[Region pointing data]
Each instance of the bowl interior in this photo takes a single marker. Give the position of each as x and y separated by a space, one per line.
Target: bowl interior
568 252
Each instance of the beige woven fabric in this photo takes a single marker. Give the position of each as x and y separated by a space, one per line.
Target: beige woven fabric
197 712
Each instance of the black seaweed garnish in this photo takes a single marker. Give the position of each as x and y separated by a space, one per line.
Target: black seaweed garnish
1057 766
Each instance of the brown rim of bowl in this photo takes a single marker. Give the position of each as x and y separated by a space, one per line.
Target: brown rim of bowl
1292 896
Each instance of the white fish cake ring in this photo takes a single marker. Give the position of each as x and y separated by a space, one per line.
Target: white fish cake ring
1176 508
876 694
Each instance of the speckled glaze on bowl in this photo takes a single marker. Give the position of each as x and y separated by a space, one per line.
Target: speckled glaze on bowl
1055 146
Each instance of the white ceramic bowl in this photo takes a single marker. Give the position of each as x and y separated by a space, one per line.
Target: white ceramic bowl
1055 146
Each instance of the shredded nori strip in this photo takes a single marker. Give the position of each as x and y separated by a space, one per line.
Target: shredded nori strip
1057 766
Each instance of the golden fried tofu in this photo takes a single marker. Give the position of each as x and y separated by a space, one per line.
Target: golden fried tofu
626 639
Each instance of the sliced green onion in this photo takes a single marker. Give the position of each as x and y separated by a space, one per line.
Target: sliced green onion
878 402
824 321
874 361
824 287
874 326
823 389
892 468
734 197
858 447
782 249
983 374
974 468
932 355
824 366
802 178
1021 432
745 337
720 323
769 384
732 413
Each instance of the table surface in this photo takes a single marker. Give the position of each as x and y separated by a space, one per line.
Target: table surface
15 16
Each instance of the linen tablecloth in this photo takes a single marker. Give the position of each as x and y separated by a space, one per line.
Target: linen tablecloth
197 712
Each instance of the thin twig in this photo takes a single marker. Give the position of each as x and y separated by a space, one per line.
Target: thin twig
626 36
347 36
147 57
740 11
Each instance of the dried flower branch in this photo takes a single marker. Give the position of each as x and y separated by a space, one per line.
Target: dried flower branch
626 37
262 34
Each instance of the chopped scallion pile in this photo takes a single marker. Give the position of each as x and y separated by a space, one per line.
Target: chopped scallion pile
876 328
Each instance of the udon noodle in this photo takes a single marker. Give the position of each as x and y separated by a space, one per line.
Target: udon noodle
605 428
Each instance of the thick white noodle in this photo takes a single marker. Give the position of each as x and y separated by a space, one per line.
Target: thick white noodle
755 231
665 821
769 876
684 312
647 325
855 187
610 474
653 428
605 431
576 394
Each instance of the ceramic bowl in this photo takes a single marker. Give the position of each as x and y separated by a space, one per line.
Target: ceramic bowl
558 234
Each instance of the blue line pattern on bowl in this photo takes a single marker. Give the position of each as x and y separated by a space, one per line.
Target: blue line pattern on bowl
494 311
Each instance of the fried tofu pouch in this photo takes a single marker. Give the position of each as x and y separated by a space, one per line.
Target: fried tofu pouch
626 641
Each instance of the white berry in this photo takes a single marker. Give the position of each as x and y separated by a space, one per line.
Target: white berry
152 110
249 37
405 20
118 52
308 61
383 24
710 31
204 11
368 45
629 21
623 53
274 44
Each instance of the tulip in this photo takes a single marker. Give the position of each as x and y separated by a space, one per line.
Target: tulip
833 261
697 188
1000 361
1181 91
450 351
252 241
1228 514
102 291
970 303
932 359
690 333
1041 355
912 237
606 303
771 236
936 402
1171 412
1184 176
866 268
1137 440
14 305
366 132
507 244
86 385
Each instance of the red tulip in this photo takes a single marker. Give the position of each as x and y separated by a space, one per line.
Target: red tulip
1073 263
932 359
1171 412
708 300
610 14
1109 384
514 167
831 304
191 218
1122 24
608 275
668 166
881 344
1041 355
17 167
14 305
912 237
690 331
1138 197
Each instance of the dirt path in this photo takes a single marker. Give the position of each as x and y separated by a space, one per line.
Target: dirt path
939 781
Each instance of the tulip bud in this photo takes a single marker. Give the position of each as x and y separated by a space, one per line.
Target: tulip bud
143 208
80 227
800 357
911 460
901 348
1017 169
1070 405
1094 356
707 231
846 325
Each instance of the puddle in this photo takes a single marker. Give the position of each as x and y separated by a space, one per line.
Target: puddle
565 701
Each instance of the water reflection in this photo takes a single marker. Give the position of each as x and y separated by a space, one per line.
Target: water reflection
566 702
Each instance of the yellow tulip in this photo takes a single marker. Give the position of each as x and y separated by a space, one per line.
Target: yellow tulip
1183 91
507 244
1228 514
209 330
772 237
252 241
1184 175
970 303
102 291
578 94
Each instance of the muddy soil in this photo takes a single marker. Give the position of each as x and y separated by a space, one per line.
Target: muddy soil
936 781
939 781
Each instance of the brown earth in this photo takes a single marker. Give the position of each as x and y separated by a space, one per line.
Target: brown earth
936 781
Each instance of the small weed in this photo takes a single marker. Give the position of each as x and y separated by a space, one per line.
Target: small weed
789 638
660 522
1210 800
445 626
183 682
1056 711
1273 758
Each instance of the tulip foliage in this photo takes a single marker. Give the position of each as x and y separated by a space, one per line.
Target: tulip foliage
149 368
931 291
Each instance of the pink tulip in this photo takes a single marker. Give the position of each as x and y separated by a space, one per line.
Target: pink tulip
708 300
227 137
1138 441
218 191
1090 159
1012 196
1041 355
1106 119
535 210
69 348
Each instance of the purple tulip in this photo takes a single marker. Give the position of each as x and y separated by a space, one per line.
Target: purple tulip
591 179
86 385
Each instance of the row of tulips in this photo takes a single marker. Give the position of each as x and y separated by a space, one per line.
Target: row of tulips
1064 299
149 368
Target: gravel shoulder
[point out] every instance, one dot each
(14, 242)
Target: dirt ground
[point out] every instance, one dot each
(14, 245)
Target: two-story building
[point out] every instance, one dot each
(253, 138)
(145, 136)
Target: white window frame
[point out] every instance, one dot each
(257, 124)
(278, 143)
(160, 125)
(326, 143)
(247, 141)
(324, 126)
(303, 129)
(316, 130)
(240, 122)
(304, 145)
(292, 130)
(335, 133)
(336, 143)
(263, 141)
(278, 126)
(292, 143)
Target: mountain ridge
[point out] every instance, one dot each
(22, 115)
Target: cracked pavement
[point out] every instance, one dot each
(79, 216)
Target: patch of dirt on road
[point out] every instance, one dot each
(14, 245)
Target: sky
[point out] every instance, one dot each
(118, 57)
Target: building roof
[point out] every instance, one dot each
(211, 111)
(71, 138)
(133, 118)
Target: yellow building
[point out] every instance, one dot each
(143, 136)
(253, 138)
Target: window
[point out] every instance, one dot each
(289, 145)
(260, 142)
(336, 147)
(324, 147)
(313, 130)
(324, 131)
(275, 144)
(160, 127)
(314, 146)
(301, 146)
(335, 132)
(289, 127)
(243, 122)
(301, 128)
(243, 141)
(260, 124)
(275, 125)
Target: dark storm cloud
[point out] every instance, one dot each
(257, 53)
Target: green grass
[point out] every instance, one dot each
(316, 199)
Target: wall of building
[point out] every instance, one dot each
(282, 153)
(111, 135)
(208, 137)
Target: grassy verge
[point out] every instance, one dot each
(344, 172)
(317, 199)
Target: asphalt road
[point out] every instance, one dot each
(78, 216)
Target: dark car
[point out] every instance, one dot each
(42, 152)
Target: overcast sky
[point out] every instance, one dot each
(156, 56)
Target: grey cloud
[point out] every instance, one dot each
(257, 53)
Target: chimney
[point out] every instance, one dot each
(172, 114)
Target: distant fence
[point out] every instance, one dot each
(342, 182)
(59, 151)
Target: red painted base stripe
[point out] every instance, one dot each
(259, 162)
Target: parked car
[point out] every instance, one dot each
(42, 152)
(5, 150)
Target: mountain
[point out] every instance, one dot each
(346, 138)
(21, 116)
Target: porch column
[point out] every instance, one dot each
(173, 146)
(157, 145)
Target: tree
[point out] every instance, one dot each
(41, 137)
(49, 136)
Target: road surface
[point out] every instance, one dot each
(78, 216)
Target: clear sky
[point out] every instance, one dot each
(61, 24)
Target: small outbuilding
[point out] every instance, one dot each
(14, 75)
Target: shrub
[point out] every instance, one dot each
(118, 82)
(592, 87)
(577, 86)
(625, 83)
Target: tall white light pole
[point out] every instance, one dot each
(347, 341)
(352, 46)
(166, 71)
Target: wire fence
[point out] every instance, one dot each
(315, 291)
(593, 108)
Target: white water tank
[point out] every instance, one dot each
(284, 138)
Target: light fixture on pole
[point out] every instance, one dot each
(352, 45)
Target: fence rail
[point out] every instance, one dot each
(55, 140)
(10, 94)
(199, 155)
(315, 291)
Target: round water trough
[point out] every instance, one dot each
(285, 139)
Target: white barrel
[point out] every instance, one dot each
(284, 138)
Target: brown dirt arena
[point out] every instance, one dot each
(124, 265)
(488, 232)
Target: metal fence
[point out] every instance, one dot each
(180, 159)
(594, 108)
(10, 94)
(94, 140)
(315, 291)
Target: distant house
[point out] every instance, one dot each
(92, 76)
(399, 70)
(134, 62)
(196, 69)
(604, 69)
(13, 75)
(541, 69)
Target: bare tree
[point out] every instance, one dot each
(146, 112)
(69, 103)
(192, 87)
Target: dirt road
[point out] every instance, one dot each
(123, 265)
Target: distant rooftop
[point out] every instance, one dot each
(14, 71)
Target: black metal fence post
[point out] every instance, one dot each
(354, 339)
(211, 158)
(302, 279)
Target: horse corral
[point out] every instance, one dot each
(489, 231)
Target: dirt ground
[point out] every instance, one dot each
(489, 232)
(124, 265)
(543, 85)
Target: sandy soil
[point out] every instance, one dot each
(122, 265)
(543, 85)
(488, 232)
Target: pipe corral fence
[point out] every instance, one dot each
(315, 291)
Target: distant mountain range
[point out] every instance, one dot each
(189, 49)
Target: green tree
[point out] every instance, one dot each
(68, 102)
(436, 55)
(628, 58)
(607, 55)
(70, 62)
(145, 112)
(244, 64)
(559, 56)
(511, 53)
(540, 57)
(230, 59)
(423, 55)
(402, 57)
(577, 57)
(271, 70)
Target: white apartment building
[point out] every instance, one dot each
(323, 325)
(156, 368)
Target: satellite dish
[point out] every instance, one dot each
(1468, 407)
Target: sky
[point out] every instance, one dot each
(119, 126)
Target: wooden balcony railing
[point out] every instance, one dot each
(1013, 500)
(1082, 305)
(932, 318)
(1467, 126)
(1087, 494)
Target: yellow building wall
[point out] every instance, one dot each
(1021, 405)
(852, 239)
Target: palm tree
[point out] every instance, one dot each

▶ WORK REQUIRED
Print exactly the lines above, between the one holding "Target: white fish cake ring" and the one holding "Each instance of the white ceramic", inclusive, and nothing besides.

▶ THE ANSWER
Target: white fish cake ring
1176 508
876 694
Each instance of the speckled glaze on bowl in this photo takes a single marker. Give the position of each as x and y separated by a space, one per line.
Target: speckled glaze on bowl
1055 146
Each instance of the white ceramic bowl in this photo takes a single marker. Give the position of each as x and y separated by a space, one per line.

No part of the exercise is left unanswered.